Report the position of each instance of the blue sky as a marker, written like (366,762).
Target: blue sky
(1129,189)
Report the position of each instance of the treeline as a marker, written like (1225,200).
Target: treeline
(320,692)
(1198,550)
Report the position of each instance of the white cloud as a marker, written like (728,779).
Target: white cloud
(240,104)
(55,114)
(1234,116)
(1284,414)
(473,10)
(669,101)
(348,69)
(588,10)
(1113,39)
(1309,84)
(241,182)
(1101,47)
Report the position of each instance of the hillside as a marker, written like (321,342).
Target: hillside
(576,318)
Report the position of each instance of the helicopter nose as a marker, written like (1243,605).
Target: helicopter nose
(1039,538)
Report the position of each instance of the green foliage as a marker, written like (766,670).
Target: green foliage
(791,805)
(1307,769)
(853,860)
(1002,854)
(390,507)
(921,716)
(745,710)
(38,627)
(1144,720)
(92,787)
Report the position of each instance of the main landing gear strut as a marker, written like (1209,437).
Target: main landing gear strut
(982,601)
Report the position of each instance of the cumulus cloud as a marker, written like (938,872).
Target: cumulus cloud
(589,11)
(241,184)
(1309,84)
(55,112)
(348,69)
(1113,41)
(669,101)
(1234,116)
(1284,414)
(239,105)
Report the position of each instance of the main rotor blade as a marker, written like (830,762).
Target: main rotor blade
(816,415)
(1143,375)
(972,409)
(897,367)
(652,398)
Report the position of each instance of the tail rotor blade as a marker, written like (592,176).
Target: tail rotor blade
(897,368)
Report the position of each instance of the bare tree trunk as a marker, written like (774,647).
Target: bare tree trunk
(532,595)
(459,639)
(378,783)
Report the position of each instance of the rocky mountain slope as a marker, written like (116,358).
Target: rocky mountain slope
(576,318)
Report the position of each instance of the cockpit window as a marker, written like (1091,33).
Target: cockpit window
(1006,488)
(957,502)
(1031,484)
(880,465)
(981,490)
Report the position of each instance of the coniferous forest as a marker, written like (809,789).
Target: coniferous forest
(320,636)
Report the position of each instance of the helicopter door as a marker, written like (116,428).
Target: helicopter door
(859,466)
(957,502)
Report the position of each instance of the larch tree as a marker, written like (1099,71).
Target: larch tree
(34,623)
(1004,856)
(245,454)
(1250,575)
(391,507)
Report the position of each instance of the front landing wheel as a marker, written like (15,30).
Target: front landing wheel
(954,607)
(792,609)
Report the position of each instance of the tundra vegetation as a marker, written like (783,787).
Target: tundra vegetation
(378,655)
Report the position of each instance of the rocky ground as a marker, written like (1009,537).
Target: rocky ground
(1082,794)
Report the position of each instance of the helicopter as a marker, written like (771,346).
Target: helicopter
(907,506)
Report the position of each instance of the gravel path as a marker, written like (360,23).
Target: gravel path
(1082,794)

+++

What you should do :: From the first line of the listing above through the line that contains "Report the position of each instance of the cumulus", retype every line exactly, and write nothing else.

Written answer ::
Report the position of each instance of the blue sky as a marker, written like (366,762).
Target: blue sky
(1129,189)
Report the position of each instance of the treeline as a marker, written like (1225,200).
Target: treeline
(320,692)
(1198,550)
Report the position of each instance of the white cloud as a marker, written like (728,779).
Target: white cloud
(240,104)
(55,114)
(1234,116)
(1284,414)
(473,10)
(669,101)
(348,69)
(588,10)
(1113,39)
(1309,84)
(241,182)
(1101,47)
Report the position of each instance of the hillside as a marker, written like (321,342).
Target: hillside
(576,318)
Report the position of each instance of the helicopter nose as a marker, written like (1243,605).
Target: helicopter nose
(1039,538)
Report the position of each instance of the green foliage as a marker, written like (766,670).
Target: green foliage
(791,805)
(1307,769)
(853,860)
(1002,854)
(390,507)
(921,716)
(745,710)
(38,627)
(1144,720)
(92,787)
Report the position of each instance of the main landing gear strut as a marker, written like (1209,437).
Target: main landing gear strut
(982,601)
Report the position of each instance of the cumulus cloud as a marker, written like (938,872).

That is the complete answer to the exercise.